**Data excerpts**
begin

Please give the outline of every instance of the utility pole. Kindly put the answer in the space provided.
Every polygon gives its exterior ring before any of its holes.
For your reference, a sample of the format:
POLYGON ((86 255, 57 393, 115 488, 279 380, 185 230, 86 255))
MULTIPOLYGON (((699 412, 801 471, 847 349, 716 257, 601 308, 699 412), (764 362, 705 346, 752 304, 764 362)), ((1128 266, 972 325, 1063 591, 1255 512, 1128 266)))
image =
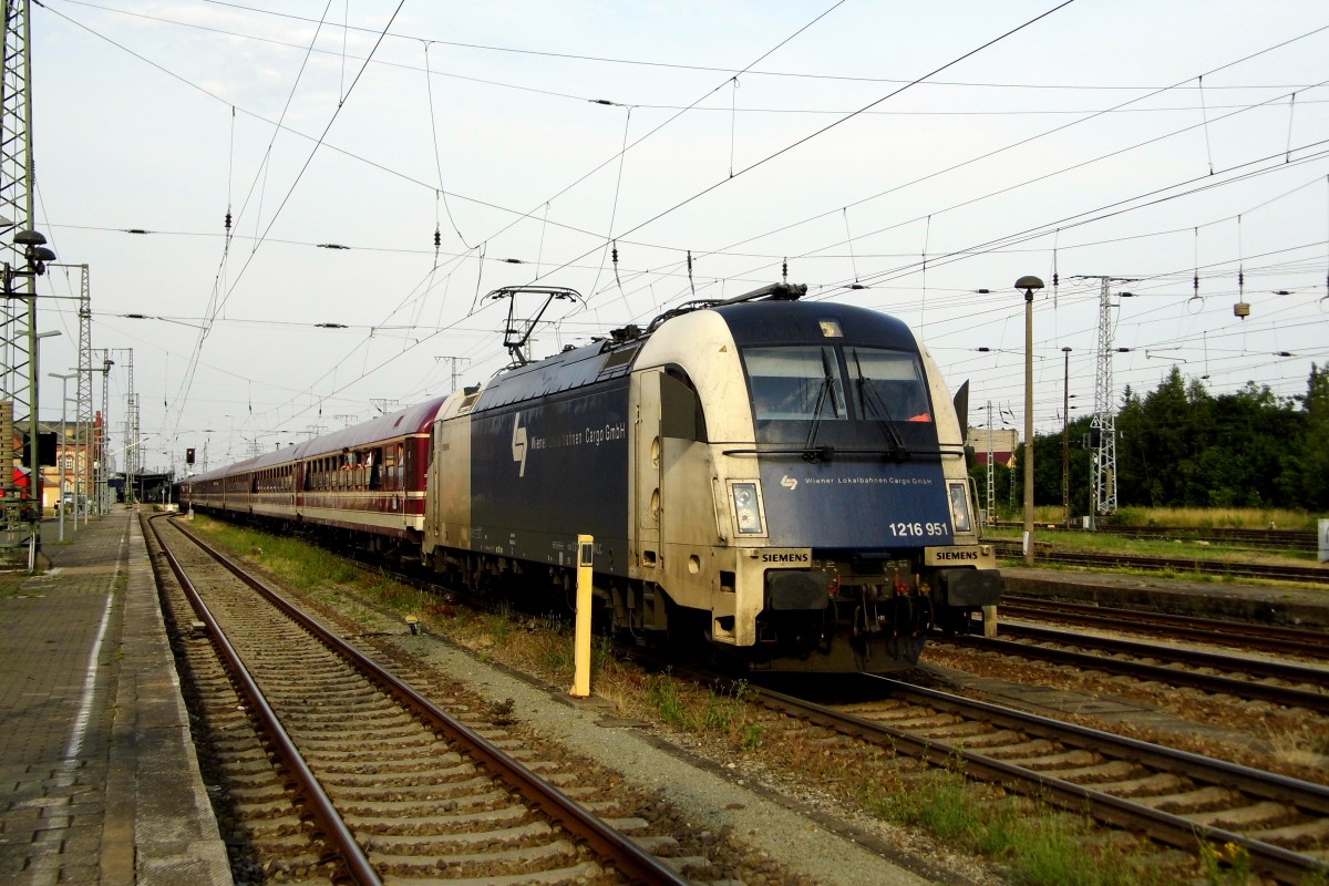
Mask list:
POLYGON ((1071 525, 1071 349, 1062 348, 1062 526, 1071 525))
POLYGON ((92 484, 89 469, 89 449, 92 449, 92 280, 88 266, 78 266, 78 391, 74 406, 74 440, 81 456, 74 462, 74 527, 78 527, 78 514, 82 513, 84 526, 88 525, 88 509, 92 506, 92 484), (82 505, 78 503, 80 497, 82 505))
POLYGON ((459 369, 460 369, 460 367, 462 364, 470 365, 470 359, 469 357, 435 357, 433 360, 435 360, 435 363, 437 363, 439 360, 447 360, 448 363, 452 364, 452 388, 449 389, 449 393, 453 392, 453 391, 456 391, 457 389, 457 379, 461 377, 461 372, 459 369))
POLYGON ((1116 325, 1112 308, 1116 306, 1112 304, 1111 284, 1131 280, 1084 275, 1078 279, 1099 282, 1098 368, 1094 372, 1094 418, 1088 425, 1090 449, 1094 450, 1090 487, 1094 517, 1107 517, 1116 513, 1116 412, 1112 405, 1112 329, 1116 325))
POLYGON ((997 466, 993 465, 997 456, 993 453, 993 401, 987 401, 987 525, 991 526, 997 522, 997 490, 993 485, 997 482, 997 466))
MULTIPOLYGON (((0 298, 0 400, 12 406, 15 420, 28 421, 28 489, 36 519, 29 530, 29 566, 41 551, 41 468, 37 416, 37 300, 36 276, 44 262, 56 255, 45 248, 47 238, 32 230, 32 53, 28 0, 4 4, 4 69, 0 72, 0 231, 5 235, 4 294, 0 298), (12 243, 9 242, 12 239, 12 243), (23 292, 15 278, 27 280, 23 292)), ((8 410, 7 410, 8 412, 8 410)), ((0 490, 4 493, 4 529, 16 530, 21 505, 13 480, 13 438, 0 441, 0 490)))
POLYGON ((108 498, 108 470, 110 466, 106 464, 108 458, 108 442, 106 436, 106 421, 110 418, 110 368, 116 365, 116 361, 110 359, 110 351, 101 348, 101 367, 93 369, 93 372, 101 373, 101 421, 93 429, 93 498, 97 501, 97 515, 101 517, 106 513, 110 503, 108 498))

end

**Your instructions**
Copy the entry above verbatim, line for line, including every outline, but omit the picture.

**Response to the task**
Please give the outline of every instance of the utility pole. Kindly put the answer in the space provided.
Every polygon gives its exterior ring before any of its holes.
For your reference, a sample of the format:
POLYGON ((86 255, 57 393, 115 488, 279 380, 185 230, 86 255))
MULTIPOLYGON (((699 412, 801 471, 847 349, 716 257, 601 308, 699 412), (764 362, 705 346, 752 304, 764 362)), ((1128 266, 972 325, 1063 591, 1255 512, 1128 266)))
image =
Mask list:
POLYGON ((1071 525, 1071 349, 1062 348, 1062 526, 1071 525))
POLYGON ((92 484, 89 469, 89 449, 92 449, 92 280, 88 266, 78 266, 78 391, 74 406, 74 440, 81 456, 74 462, 74 527, 78 527, 78 514, 82 513, 84 526, 88 525, 88 509, 92 506, 92 484), (82 505, 78 503, 80 497, 82 505))
POLYGON ((459 369, 460 369, 460 367, 462 364, 470 365, 470 359, 469 357, 435 357, 433 360, 435 360, 435 363, 437 363, 439 360, 447 360, 448 363, 452 364, 452 388, 449 389, 449 393, 453 392, 453 391, 456 391, 457 389, 457 379, 461 377, 461 372, 459 369))
POLYGON ((1116 325, 1112 308, 1116 306, 1112 304, 1111 284, 1131 280, 1084 275, 1078 279, 1099 282, 1098 368, 1094 372, 1094 418, 1088 425, 1090 449, 1094 450, 1090 487, 1094 517, 1107 517, 1116 513, 1116 412, 1112 405, 1112 329, 1116 325))
POLYGON ((997 466, 993 465, 997 456, 993 453, 993 401, 987 401, 987 525, 991 526, 997 522, 997 490, 993 485, 997 482, 997 466))
MULTIPOLYGON (((0 298, 0 400, 12 406, 15 420, 28 421, 28 489, 36 519, 29 530, 29 566, 41 551, 41 468, 37 416, 37 300, 36 276, 44 262, 56 255, 45 248, 47 238, 32 230, 32 53, 28 0, 4 4, 4 69, 0 72, 0 231, 5 235, 4 294, 0 298), (12 243, 9 242, 12 239, 12 243), (23 292, 15 278, 27 280, 23 292)), ((8 410, 7 410, 8 412, 8 410)), ((0 490, 4 493, 4 529, 16 530, 21 505, 13 480, 13 438, 0 441, 0 490)))
POLYGON ((108 498, 108 470, 110 466, 106 464, 108 458, 108 442, 106 436, 106 421, 110 418, 110 368, 116 365, 116 361, 110 359, 110 351, 101 348, 101 367, 93 369, 93 372, 101 373, 101 421, 93 429, 93 498, 97 501, 97 515, 101 517, 106 513, 110 503, 108 498))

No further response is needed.